THE REQUEST: Give the records below as a Markdown table with the columns No and Line, one numbered row per line, skipping blank lines and leaving out the pictures. Begin at the first line of the records and stop after the line that contains "column 39, row 46".

···

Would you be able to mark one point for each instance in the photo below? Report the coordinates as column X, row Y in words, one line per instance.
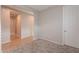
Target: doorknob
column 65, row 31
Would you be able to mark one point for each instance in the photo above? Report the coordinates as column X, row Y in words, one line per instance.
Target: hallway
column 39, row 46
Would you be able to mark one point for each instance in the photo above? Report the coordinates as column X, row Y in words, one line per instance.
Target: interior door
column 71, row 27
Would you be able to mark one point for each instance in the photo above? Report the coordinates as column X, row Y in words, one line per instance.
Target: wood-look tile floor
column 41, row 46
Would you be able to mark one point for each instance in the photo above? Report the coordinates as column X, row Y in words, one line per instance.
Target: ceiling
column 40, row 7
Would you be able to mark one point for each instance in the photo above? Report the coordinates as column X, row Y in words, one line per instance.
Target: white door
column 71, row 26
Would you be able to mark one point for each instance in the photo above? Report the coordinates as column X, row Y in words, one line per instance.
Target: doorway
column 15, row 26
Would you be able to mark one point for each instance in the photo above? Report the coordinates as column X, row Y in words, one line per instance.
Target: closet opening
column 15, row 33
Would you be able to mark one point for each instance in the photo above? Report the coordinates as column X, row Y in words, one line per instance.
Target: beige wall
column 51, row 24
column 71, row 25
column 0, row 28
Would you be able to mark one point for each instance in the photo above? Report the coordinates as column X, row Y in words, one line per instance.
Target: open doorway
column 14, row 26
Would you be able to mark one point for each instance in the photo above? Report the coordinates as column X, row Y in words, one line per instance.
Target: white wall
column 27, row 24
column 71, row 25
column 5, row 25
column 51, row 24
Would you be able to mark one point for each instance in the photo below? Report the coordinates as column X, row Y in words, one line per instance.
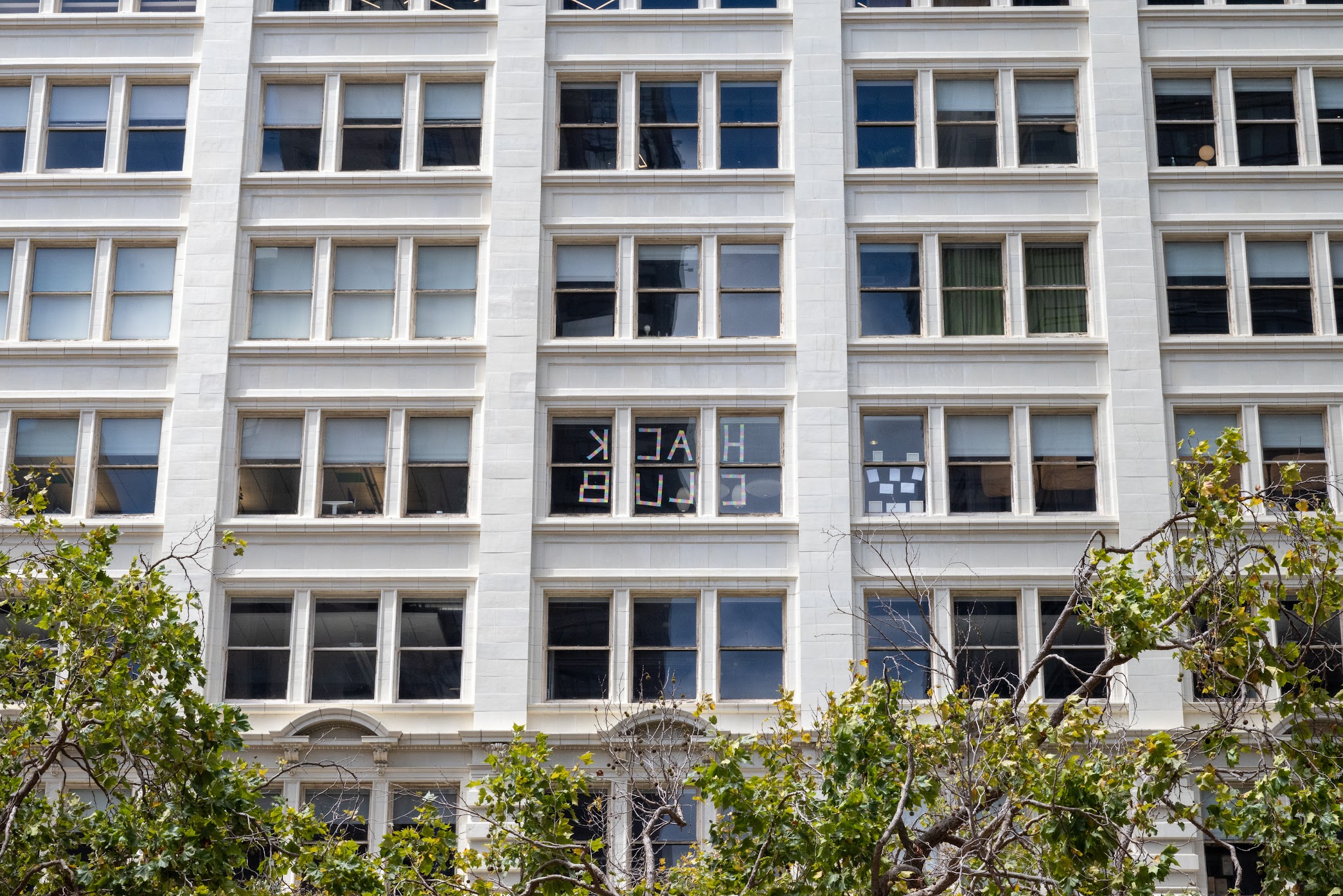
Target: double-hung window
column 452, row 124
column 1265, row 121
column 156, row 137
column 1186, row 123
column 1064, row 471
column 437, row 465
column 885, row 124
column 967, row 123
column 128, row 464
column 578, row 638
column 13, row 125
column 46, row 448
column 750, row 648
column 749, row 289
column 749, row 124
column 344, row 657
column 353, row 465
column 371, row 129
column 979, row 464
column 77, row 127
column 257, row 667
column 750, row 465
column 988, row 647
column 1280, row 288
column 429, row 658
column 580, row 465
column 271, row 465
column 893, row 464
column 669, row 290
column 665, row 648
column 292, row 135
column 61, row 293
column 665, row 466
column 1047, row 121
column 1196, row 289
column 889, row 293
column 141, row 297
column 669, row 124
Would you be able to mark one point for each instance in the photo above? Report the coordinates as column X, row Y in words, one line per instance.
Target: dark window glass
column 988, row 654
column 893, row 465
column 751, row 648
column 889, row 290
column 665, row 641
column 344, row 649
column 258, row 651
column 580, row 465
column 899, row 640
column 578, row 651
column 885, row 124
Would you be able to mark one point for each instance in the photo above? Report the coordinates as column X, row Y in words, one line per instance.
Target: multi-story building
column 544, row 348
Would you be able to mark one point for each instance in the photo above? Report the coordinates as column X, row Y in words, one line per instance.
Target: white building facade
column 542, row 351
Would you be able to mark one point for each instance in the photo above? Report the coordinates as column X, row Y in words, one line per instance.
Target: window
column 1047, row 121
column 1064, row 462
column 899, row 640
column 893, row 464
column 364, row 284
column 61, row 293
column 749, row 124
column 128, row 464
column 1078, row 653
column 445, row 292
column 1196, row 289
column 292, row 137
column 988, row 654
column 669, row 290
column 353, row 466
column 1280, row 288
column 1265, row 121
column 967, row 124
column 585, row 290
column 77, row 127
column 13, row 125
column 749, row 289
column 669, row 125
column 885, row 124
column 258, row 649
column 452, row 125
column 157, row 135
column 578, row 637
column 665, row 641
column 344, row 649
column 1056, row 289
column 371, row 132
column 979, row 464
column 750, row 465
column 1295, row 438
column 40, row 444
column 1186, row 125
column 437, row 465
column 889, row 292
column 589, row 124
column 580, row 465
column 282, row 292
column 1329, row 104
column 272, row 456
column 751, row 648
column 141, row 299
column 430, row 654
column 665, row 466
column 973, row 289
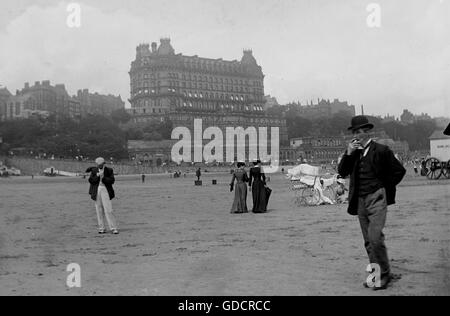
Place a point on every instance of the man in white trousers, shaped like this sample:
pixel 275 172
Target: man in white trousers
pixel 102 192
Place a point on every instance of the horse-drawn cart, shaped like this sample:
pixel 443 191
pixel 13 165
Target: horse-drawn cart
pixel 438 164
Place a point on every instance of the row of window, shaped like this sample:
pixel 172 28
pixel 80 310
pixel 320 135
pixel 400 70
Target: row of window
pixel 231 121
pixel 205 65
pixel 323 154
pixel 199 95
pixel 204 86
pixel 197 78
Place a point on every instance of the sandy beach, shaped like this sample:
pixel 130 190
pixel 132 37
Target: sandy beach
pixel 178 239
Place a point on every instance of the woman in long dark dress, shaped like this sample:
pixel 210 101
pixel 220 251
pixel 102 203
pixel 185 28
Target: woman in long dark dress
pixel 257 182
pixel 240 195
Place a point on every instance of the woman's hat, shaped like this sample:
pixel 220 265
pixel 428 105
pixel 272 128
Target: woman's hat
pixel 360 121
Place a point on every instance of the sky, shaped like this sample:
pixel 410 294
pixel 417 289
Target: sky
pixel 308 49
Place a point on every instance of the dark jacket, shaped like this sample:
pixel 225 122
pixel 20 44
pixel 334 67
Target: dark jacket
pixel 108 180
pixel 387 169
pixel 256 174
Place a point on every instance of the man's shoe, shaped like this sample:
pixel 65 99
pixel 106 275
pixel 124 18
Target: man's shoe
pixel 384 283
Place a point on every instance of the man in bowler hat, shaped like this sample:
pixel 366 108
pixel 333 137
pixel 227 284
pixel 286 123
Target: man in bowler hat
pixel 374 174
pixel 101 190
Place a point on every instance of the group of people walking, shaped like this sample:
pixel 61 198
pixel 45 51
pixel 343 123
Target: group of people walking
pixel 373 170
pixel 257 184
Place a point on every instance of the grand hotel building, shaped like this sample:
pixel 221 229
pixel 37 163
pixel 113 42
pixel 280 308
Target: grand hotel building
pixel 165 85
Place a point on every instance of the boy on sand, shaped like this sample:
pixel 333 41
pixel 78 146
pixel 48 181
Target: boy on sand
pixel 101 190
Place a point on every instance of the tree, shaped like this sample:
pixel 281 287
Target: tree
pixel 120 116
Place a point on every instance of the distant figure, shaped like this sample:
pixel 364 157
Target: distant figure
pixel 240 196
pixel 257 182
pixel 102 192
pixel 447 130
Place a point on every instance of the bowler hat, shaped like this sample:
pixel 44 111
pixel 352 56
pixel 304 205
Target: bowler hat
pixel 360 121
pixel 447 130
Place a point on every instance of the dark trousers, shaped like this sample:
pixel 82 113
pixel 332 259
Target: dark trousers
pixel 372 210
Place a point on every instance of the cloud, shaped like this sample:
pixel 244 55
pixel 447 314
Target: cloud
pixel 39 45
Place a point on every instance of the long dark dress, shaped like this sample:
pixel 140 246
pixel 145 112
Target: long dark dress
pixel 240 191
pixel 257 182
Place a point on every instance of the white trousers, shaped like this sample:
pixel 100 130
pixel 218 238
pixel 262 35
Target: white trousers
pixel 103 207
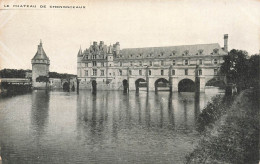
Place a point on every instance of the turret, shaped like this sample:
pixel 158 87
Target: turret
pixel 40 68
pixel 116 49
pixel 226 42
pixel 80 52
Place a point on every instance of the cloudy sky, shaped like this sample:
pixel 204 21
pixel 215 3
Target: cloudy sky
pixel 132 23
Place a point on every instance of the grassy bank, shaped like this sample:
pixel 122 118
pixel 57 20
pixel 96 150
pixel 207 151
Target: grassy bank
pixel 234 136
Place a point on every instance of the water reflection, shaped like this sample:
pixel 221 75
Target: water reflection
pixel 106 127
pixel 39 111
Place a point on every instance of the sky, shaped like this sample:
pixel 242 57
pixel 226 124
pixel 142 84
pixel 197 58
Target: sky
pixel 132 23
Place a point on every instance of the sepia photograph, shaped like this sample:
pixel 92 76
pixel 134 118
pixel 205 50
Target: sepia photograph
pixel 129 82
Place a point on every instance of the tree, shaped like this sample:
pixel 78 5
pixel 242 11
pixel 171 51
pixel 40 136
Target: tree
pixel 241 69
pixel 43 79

···

OUTPUT BELOW:
| No | Line |
|---|---|
| 1 | Would you be able to mark one point for each instance in the photo below? Report the coordinates as column X, row Y in words, one line per instance. |
| 2 | Target: doorknob |
| 3 | column 65, row 31 |
| 4 | Would you be able to mark one point for each instance in the photo above? Report the coordinates as column X, row Y in words, one line per instance. |
| 5 | Target: hallway |
| 6 | column 39, row 46 |